Supplied data:
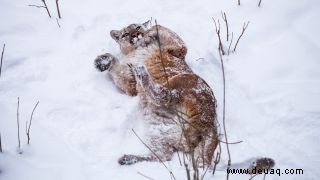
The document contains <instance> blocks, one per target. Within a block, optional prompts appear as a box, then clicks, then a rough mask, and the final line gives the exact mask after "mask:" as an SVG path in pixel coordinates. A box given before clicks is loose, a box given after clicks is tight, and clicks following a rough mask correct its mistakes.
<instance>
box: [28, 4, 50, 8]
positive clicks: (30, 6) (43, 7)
mask: <svg viewBox="0 0 320 180" xmlns="http://www.w3.org/2000/svg"><path fill="white" fill-rule="evenodd" d="M28 6H30V7H36V8H46V7H45V6H38V5H34V4H29V5H28Z"/></svg>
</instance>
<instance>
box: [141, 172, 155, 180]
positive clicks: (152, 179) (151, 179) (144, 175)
mask: <svg viewBox="0 0 320 180" xmlns="http://www.w3.org/2000/svg"><path fill="white" fill-rule="evenodd" d="M137 173H138V174H139V175H141V176H143V177H145V178H146V179H149V180H154V179H152V178H151V177H149V176H146V175H144V174H142V173H141V172H139V171H138V172H137Z"/></svg>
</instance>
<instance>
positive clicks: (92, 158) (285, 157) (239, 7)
mask: <svg viewBox="0 0 320 180" xmlns="http://www.w3.org/2000/svg"><path fill="white" fill-rule="evenodd" d="M59 3H60V8H61V14H62V20H61V21H59V23H60V25H61V28H59V27H58V25H57V23H56V19H55V17H57V13H56V9H55V1H52V0H50V1H49V0H47V4H48V7H49V10H50V12H51V14H52V16H53V18H52V19H49V18H48V16H47V14H46V11H45V10H44V9H38V8H35V7H29V6H28V4H37V5H42V4H41V1H40V0H32V1H28V2H26V1H12V0H1V1H0V17H1V26H0V45H1V46H2V44H3V43H5V44H6V49H5V53H4V60H3V68H2V75H1V78H0V132H1V136H2V146H3V150H4V152H3V153H1V154H0V171H1V173H0V179H1V180H20V179H24V180H28V179H46V180H50V179H61V180H64V179H66V180H67V179H68V180H70V179H79V180H81V179H86V180H87V179H95V180H100V179H132V180H134V179H145V178H144V177H143V176H141V175H140V174H138V173H137V172H140V173H142V174H145V175H147V176H149V177H152V178H153V179H170V175H169V174H168V172H167V171H166V169H165V168H164V167H163V165H162V164H161V163H147V162H143V163H138V164H136V165H133V166H120V165H118V164H117V160H118V158H119V157H120V156H122V155H123V154H124V153H126V154H134V153H138V154H143V153H146V152H148V150H147V149H146V148H145V147H144V146H143V145H142V144H141V142H140V141H139V140H138V139H137V137H136V136H134V134H133V133H132V131H131V129H132V128H134V129H135V131H136V132H137V133H138V134H139V135H140V133H139V132H142V131H141V129H143V128H142V126H143V122H142V121H141V119H140V118H139V117H138V116H136V115H135V114H136V111H137V108H138V107H137V104H138V99H137V97H128V96H126V95H125V94H123V93H121V92H120V91H119V90H118V89H117V88H116V87H115V86H114V85H113V83H112V81H111V80H110V79H108V78H106V76H105V75H104V74H103V73H100V72H98V71H96V70H95V69H94V65H93V60H94V58H95V57H96V56H97V55H100V54H102V53H106V52H109V53H111V54H114V55H117V54H119V53H120V50H119V47H118V46H117V44H116V43H115V42H114V41H113V40H112V38H111V37H110V35H109V31H110V30H112V29H121V28H122V27H124V26H126V25H128V24H130V23H135V22H138V23H142V22H145V21H146V20H148V19H150V17H153V19H157V22H158V23H159V24H161V25H163V26H165V27H168V28H170V29H172V30H173V31H174V32H176V33H177V34H178V35H180V36H181V37H182V39H183V40H184V41H185V42H186V44H187V47H188V54H187V58H186V59H187V60H186V61H187V63H188V64H189V65H190V67H191V68H192V70H193V71H194V72H196V73H197V74H198V75H199V76H201V77H202V78H204V79H205V80H206V82H207V83H208V84H209V85H210V86H211V87H212V89H213V91H214V93H215V97H216V99H217V101H218V109H217V110H218V116H219V121H220V122H221V117H222V115H221V112H222V109H221V107H222V77H221V69H220V62H219V55H218V51H217V47H218V45H217V38H216V34H215V31H214V24H213V22H212V19H211V17H215V18H216V19H217V18H220V22H221V28H222V38H223V39H224V40H225V29H224V25H223V21H222V19H221V11H225V12H226V14H227V18H228V21H229V27H230V31H232V32H234V36H235V37H238V36H239V34H240V33H241V30H242V26H243V23H244V22H247V21H250V24H249V26H248V29H247V30H246V32H245V34H244V36H243V38H242V39H241V40H240V42H239V45H238V48H237V51H236V52H235V53H234V54H231V55H230V56H224V59H225V68H226V82H227V89H226V93H227V94H226V98H227V104H226V105H227V109H226V114H227V118H226V121H227V131H228V137H229V141H230V142H236V141H239V140H242V141H243V143H240V144H237V145H230V148H231V155H232V162H233V163H234V164H235V165H236V164H242V165H243V164H245V163H244V162H246V161H247V160H248V159H250V158H253V157H259V156H266V157H271V158H273V159H274V160H275V162H276V167H275V168H280V169H281V170H284V169H287V168H288V169H303V170H304V174H303V175H286V174H282V175H281V176H278V175H267V177H266V179H270V180H271V179H290V180H292V179H299V180H300V179H305V180H309V179H310V180H311V179H317V177H319V176H320V173H319V170H318V165H319V163H320V157H319V152H320V145H319V144H318V142H319V141H320V133H319V130H318V128H319V127H320V121H319V120H320V109H319V105H320V104H319V101H320V71H319V70H318V68H319V65H320V63H319V57H320V38H319V35H318V32H320V24H319V18H320V2H319V1H317V0H309V1H299V0H294V1H290V0H283V1H276V0H269V1H264V0H263V1H262V6H261V7H260V8H258V7H257V4H258V0H242V1H241V6H238V5H237V1H235V0H234V1H232V2H231V1H222V0H198V1H182V0H176V1H169V0H162V1H160V0H157V1H147V0H136V1H129V0H123V1H121V2H120V1H116V0H108V1H104V0H82V1H81V2H80V1H75V0H69V1H61V2H60V1H59ZM225 45H226V44H225ZM199 58H201V59H199ZM202 58H203V59H202ZM197 59H199V60H197ZM17 97H20V125H21V129H20V134H21V143H22V145H21V149H22V151H23V153H22V154H18V153H17V128H16V107H17ZM38 100H39V101H40V104H39V107H38V108H37V109H36V111H35V114H34V117H33V124H32V127H31V144H30V145H26V136H25V131H24V125H25V122H26V121H27V120H29V118H30V113H31V111H32V108H33V106H34V105H35V103H36V102H37V101H38ZM141 136H142V138H145V136H144V135H141ZM222 148H223V154H222V159H221V163H220V165H219V167H218V171H217V173H216V174H215V175H214V176H212V175H211V174H208V175H207V176H206V179H225V176H226V170H225V165H226V163H227V153H226V149H225V146H223V147H222ZM167 164H168V167H169V168H170V169H171V170H172V171H173V172H174V174H175V176H176V178H177V179H186V177H185V171H184V168H183V167H181V166H180V165H179V161H178V157H177V155H176V156H175V157H174V158H173V160H172V161H170V162H167ZM259 178H260V179H262V178H263V177H262V176H261V175H260V176H258V177H256V178H255V179H259ZM230 179H249V176H248V175H231V176H230Z"/></svg>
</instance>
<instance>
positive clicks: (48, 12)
mask: <svg viewBox="0 0 320 180" xmlns="http://www.w3.org/2000/svg"><path fill="white" fill-rule="evenodd" d="M41 1H42V2H43V4H44V7H45V9H46V10H47V13H48V15H49V17H50V18H51V14H50V12H49V9H48V6H47V3H46V1H45V0H41Z"/></svg>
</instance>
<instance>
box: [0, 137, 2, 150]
mask: <svg viewBox="0 0 320 180" xmlns="http://www.w3.org/2000/svg"><path fill="white" fill-rule="evenodd" d="M0 152H1V153H2V144H1V133H0Z"/></svg>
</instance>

Your goal:
Put every line of the entry above into a numbered list, omitting any blank lines, and leave the picture out of your answer.

Reply to the exercise:
1. The document contains <instance> blocks, one per target. Within a block, optional prompts appear as a box, then clicks, then a rough mask, and the final line gives the exact mask after "mask:" as an SVG path in pixel coordinates. A box given before clicks is loose, a box given after clicks is tight, and clicks following a rough mask correct its mistakes.
2. <instance>
3. box: [28, 4, 50, 8]
4. positive clicks: (30, 6) (43, 7)
5. mask: <svg viewBox="0 0 320 180" xmlns="http://www.w3.org/2000/svg"><path fill="white" fill-rule="evenodd" d="M28 6H30V7H36V8H46V7H45V6H38V5H34V4H29V5H28Z"/></svg>
6. </instance>
7. <instance>
8. box: [141, 172, 155, 180]
9. positive clicks: (152, 179) (151, 179) (144, 175)
10. mask: <svg viewBox="0 0 320 180" xmlns="http://www.w3.org/2000/svg"><path fill="white" fill-rule="evenodd" d="M137 173H138V174H139V175H141V176H143V177H145V178H146V179H149V180H154V179H152V178H151V177H149V176H146V175H144V174H142V173H141V172H139V171H138V172H137Z"/></svg>
11. </instance>
12. <instance>
13. positive clicks: (92, 158) (285, 157) (239, 7)
14. mask: <svg viewBox="0 0 320 180" xmlns="http://www.w3.org/2000/svg"><path fill="white" fill-rule="evenodd" d="M59 3H60V8H61V14H62V20H61V21H59V23H60V25H61V28H59V27H58V25H57V23H56V19H55V17H57V13H56V9H55V1H52V0H50V1H49V0H47V4H48V7H49V10H50V12H51V14H52V16H53V18H52V19H49V18H48V16H47V14H46V11H45V10H44V9H38V8H35V7H29V6H28V4H37V5H42V4H41V1H40V0H32V1H28V2H26V1H12V0H1V1H0V17H1V26H0V45H1V46H2V44H3V43H5V44H6V49H5V53H4V60H3V68H2V75H1V78H0V132H1V136H2V146H3V150H4V152H3V153H1V154H0V171H1V173H0V179H1V180H20V179H24V180H28V179H46V180H50V179H61V180H64V179H66V180H67V179H68V180H70V179H79V180H81V179H86V180H87V179H95V180H100V179H132V180H134V179H145V178H144V177H143V176H141V175H140V174H138V173H137V172H140V173H142V174H145V175H147V176H149V177H152V178H153V179H170V175H169V174H168V172H167V171H166V169H165V168H164V167H163V165H162V164H161V163H147V162H143V163H138V164H136V165H133V166H120V165H118V164H117V160H118V158H119V157H120V156H122V155H123V154H124V153H126V154H134V153H138V154H143V153H146V152H148V150H147V149H146V148H145V147H144V146H143V145H142V144H141V142H140V141H139V140H138V139H137V137H136V136H134V134H133V133H132V131H131V129H132V128H134V129H135V131H136V132H137V133H138V134H139V135H140V133H139V132H142V131H141V129H143V128H142V126H143V122H142V121H141V119H140V118H139V117H138V116H136V115H135V114H136V111H137V108H138V107H137V104H138V99H137V97H128V96H126V95H125V94H123V93H121V92H120V91H119V90H118V89H117V88H116V87H115V86H114V85H113V83H112V81H111V80H110V79H108V78H106V76H105V75H104V74H103V73H100V72H98V71H96V70H95V69H94V65H93V60H94V58H95V57H96V56H97V55H100V54H102V53H106V52H109V53H111V54H114V55H117V54H119V53H120V50H119V47H118V46H117V44H116V43H115V42H114V41H113V40H112V38H111V37H110V35H109V31H110V30H112V29H121V28H122V27H124V26H126V25H128V24H130V23H135V22H138V23H142V22H145V21H146V20H148V19H150V17H153V19H157V22H158V23H159V24H161V25H163V26H165V27H168V28H170V29H172V30H173V31H174V32H176V33H177V34H178V35H180V36H181V37H182V39H183V40H184V41H185V42H186V44H187V47H188V54H187V58H186V59H187V60H186V61H187V63H188V64H189V65H190V67H191V68H192V70H193V71H194V72H196V73H197V74H198V75H199V76H201V77H202V78H204V79H205V80H206V82H207V83H208V84H209V85H210V86H211V87H212V89H213V91H214V93H215V97H216V99H217V101H218V109H217V110H218V116H219V121H220V122H221V117H222V115H221V112H222V109H221V107H222V77H221V69H220V62H219V55H218V51H217V47H218V45H217V38H216V34H215V31H214V24H213V22H212V19H211V17H215V18H216V19H217V18H220V22H221V28H222V38H223V39H224V40H225V29H224V25H223V21H222V19H221V11H225V12H226V14H227V18H228V21H229V27H230V31H232V32H234V36H235V37H238V36H239V34H240V33H241V30H242V26H243V23H244V22H247V21H250V24H249V26H248V29H247V30H246V32H245V34H244V36H243V38H242V39H241V40H240V42H239V45H238V48H237V51H236V52H235V53H234V54H231V55H230V56H224V59H225V68H226V82H227V89H226V93H227V94H226V98H227V104H226V105H227V109H226V114H227V118H226V121H227V131H228V137H229V141H230V142H236V141H239V140H242V141H243V143H240V144H237V145H230V148H231V155H232V162H233V163H234V164H235V165H236V164H242V165H243V164H245V163H244V162H246V161H247V160H248V159H250V158H253V157H259V156H266V157H271V158H273V159H274V160H275V162H276V167H275V168H280V169H281V170H284V169H287V168H288V169H303V170H304V174H303V175H286V174H282V175H281V176H278V175H267V177H266V179H270V180H271V179H290V180H292V179H299V180H300V179H305V180H309V179H310V180H311V179H317V177H319V176H320V173H319V170H318V165H319V163H320V157H319V152H320V145H319V144H318V142H319V141H320V133H319V130H318V128H319V127H320V121H319V120H320V109H319V105H320V104H319V101H320V71H319V70H318V68H319V65H320V63H319V57H320V38H319V35H318V32H320V24H319V18H320V2H319V1H317V0H309V1H299V0H294V1H290V0H283V1H276V0H269V1H264V0H263V1H262V6H261V7H260V8H258V7H257V4H258V0H242V1H241V6H238V5H237V1H235V0H234V1H232V2H231V1H222V0H198V1H182V0H176V1H169V0H162V1H160V0H157V1H147V0H136V1H129V0H123V1H121V2H120V1H116V0H108V1H104V0H82V1H81V2H80V1H75V0H69V1H61V2H60V1H59ZM225 45H226V44H225ZM199 58H201V59H199ZM202 58H203V59H202ZM197 59H199V60H197ZM17 97H20V125H21V129H20V134H21V143H22V145H21V149H22V151H23V153H22V154H18V153H17V128H16V107H17ZM38 100H39V101H40V104H39V107H38V108H37V109H36V111H35V114H34V117H33V124H32V127H31V144H30V145H26V136H25V131H24V125H25V122H26V121H27V120H29V118H30V113H31V111H32V108H33V106H34V105H35V103H36V102H37V101H38ZM141 136H142V138H145V136H144V135H141ZM222 148H223V154H222V159H221V163H220V165H219V167H218V171H217V173H216V174H215V175H214V176H212V175H211V174H208V175H207V176H206V179H225V176H226V170H225V165H226V163H227V153H226V149H225V146H223V147H222ZM167 164H168V167H169V168H170V169H171V170H172V171H173V172H174V174H175V176H176V178H177V179H186V177H185V171H184V168H183V167H181V166H180V165H179V161H178V157H177V155H176V156H175V157H174V158H173V160H172V161H170V162H167ZM259 178H260V179H262V178H263V177H262V176H261V175H260V176H258V177H256V178H255V179H259ZM230 179H249V176H248V175H231V176H230Z"/></svg>
15. </instance>
16. <instance>
17. positive clicks: (48, 12)
18. mask: <svg viewBox="0 0 320 180" xmlns="http://www.w3.org/2000/svg"><path fill="white" fill-rule="evenodd" d="M41 1H42V2H43V4H44V7H45V9H46V10H47V13H48V15H49V17H50V18H51V14H50V12H49V9H48V6H47V3H46V1H45V0H41Z"/></svg>
19. </instance>
20. <instance>
21. box: [0, 137, 2, 150]
22. mask: <svg viewBox="0 0 320 180" xmlns="http://www.w3.org/2000/svg"><path fill="white" fill-rule="evenodd" d="M0 152H1V153H2V144H1V133H0Z"/></svg>
23. </instance>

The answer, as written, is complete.